### Task statement
Where does the string "below" appear in the material? Copy each line that holds it.

——

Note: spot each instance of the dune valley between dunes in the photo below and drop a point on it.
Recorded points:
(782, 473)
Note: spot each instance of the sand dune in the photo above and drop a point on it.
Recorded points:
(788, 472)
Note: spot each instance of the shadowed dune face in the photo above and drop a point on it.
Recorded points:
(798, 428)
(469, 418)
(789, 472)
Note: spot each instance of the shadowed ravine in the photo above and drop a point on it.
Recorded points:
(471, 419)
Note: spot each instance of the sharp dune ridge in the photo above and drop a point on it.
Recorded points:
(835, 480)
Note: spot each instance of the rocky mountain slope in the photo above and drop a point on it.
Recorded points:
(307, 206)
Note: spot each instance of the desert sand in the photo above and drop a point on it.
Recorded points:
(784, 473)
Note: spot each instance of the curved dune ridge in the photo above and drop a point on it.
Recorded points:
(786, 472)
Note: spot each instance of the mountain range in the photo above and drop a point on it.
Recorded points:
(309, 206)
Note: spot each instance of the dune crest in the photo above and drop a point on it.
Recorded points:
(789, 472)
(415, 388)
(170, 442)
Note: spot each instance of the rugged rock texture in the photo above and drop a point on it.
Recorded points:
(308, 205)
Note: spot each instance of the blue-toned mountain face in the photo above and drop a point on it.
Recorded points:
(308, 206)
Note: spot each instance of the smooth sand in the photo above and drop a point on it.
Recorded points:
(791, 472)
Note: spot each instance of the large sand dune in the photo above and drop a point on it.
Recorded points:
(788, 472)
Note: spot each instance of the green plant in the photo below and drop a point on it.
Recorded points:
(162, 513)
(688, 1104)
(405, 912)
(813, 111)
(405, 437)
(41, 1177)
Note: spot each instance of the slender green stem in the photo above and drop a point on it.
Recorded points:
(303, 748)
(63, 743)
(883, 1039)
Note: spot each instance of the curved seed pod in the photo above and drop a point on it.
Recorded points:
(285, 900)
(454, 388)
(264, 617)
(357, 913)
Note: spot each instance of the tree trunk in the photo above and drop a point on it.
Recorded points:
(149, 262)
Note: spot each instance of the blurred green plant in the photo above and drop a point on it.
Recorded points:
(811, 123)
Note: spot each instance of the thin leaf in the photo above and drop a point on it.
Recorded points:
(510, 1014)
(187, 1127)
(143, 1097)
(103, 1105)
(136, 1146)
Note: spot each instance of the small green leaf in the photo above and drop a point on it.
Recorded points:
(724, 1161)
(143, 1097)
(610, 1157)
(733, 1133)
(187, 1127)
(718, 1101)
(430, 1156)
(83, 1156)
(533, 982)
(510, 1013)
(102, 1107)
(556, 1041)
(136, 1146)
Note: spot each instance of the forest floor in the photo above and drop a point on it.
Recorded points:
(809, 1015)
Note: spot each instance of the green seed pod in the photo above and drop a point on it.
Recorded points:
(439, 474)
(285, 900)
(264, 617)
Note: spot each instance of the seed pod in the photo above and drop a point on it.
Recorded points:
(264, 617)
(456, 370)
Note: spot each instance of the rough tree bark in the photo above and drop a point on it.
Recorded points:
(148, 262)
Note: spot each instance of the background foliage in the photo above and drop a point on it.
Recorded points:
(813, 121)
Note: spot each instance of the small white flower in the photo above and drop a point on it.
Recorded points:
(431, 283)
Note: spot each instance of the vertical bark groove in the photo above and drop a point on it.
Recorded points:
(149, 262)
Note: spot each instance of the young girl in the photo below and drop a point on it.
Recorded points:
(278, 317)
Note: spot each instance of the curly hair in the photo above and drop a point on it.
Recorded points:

——

### Expected answer
Note: spot each instance of the dune valley between dunes in the photo below and drop a point on it.
Note: spot each instance of the green plant in the photo below and drop a point on it.
Note: spot each instance of the young girl in the photo below and drop a point on it.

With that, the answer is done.